GIVEN PROBLEM
Render the data below as a numbered list, covering only the lines from the one containing "Target: baseboard" up to and including the one containing "column 70, row 16". Leave out any blank lines.

TASK MATERIAL

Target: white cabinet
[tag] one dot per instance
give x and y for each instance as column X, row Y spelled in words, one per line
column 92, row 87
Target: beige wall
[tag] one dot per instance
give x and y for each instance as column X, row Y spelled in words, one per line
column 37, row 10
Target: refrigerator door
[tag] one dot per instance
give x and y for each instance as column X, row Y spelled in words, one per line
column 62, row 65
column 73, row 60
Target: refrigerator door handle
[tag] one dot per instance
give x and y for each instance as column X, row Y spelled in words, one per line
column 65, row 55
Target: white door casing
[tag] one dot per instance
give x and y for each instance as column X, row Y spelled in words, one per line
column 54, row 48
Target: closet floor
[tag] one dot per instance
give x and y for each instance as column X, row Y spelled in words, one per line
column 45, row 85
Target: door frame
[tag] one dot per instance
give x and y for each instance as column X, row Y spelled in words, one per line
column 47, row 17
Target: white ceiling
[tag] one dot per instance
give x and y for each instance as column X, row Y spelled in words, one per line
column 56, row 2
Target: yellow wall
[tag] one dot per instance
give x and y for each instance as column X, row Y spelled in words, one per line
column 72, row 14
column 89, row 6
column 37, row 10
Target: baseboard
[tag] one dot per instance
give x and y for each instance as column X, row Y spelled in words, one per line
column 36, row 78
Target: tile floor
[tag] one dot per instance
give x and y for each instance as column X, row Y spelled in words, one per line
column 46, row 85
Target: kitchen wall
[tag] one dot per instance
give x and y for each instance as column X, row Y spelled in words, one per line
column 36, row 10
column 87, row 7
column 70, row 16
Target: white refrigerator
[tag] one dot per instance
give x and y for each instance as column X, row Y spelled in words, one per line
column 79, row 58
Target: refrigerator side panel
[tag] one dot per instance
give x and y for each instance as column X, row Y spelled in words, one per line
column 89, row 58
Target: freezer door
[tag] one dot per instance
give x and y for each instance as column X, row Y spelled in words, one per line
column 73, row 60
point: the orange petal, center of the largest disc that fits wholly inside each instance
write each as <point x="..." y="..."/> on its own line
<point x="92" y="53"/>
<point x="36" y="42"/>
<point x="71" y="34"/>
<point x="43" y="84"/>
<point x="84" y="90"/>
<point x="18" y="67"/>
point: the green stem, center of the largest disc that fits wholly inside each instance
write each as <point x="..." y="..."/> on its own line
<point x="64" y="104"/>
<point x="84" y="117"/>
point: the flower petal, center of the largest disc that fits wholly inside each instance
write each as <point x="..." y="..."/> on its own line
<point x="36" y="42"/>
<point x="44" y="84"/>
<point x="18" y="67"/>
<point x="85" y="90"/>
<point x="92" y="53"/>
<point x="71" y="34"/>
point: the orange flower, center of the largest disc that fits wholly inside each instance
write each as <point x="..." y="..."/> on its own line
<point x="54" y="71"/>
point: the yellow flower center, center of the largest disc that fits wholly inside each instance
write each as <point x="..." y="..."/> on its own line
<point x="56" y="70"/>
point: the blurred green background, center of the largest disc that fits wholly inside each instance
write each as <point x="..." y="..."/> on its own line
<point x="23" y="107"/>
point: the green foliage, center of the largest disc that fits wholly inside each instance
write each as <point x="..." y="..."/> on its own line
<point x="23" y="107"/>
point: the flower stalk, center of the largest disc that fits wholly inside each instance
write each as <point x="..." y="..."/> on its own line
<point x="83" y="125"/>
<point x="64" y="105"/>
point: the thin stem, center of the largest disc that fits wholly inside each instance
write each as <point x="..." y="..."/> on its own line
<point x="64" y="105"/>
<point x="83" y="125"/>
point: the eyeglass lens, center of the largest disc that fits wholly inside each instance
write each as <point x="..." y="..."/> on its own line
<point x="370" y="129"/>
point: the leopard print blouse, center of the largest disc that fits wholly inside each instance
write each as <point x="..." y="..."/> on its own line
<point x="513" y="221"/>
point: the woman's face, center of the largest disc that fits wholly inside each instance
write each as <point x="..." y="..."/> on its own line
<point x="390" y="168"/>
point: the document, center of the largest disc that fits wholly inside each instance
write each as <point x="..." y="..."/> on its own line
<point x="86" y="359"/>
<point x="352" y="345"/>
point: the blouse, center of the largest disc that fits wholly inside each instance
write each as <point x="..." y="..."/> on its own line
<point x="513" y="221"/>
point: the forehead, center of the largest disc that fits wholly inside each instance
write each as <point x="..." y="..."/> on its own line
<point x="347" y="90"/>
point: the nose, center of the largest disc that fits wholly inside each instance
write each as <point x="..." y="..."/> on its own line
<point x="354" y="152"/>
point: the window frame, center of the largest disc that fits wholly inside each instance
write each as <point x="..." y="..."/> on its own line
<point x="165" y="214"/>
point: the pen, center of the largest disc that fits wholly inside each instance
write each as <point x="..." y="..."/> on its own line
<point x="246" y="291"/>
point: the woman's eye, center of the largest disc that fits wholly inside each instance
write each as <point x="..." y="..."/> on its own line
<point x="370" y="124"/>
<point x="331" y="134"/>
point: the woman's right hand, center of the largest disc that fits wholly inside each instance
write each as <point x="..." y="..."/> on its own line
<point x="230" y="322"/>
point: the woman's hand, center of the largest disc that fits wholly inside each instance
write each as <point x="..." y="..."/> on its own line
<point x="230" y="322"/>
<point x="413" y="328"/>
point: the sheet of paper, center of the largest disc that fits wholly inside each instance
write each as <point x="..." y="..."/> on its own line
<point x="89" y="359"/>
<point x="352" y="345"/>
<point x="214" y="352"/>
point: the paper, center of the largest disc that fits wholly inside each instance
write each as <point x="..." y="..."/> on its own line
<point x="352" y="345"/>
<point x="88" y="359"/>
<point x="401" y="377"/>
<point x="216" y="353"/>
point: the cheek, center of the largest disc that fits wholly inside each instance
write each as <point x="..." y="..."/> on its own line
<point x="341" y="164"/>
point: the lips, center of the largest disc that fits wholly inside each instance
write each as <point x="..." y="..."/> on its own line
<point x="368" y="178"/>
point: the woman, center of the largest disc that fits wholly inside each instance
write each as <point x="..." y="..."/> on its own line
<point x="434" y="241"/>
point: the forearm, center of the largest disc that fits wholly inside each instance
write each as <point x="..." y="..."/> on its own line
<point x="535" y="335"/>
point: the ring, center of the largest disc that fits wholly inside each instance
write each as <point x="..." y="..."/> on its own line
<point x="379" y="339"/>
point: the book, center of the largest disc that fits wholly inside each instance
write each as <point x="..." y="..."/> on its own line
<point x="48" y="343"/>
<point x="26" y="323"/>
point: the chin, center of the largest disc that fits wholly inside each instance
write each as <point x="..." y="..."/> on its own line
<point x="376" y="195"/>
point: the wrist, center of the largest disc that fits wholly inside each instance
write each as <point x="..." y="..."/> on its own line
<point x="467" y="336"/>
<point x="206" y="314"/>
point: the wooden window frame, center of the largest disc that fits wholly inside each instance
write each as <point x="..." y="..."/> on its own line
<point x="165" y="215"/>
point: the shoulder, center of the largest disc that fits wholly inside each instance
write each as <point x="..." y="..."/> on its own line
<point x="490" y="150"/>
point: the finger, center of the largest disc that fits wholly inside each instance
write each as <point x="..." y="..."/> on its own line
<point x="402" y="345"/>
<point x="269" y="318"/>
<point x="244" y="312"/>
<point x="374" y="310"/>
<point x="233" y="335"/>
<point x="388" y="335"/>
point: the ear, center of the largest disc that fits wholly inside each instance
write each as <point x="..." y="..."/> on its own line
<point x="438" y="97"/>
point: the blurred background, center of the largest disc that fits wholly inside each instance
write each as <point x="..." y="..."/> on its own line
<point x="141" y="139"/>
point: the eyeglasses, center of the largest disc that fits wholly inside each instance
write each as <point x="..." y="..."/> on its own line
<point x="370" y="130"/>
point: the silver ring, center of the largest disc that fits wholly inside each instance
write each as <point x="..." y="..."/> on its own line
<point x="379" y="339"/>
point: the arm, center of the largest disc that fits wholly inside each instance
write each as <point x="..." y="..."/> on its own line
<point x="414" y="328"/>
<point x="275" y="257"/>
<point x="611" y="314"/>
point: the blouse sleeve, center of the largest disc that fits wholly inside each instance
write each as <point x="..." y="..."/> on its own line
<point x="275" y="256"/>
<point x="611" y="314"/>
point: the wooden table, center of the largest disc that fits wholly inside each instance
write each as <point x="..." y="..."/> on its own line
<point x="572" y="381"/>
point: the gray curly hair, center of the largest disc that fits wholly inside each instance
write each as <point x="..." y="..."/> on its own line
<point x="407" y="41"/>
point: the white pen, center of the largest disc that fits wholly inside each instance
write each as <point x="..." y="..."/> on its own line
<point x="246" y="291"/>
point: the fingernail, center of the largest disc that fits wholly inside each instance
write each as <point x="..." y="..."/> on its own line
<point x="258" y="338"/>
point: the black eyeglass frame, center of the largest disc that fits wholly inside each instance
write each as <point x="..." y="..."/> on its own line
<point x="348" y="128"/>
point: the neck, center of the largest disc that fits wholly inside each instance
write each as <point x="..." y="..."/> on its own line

ANSWER TO THE TASK
1. Target: baseboard
2. [tag] one dot per instance
3. give x and y for each instance as column X, row Y spelled in words, one per line
4. column 36, row 78
5. Target: tile floor
6. [tag] one dot per instance
7. give x and y for each instance as column X, row Y spelled in words, one per line
8. column 46, row 85
9. Target: kitchen wall
10. [tag] one dot per instance
11. give x and y for each instance as column X, row Y spelled in words, one per line
12. column 36, row 10
13. column 87, row 7
14. column 70, row 16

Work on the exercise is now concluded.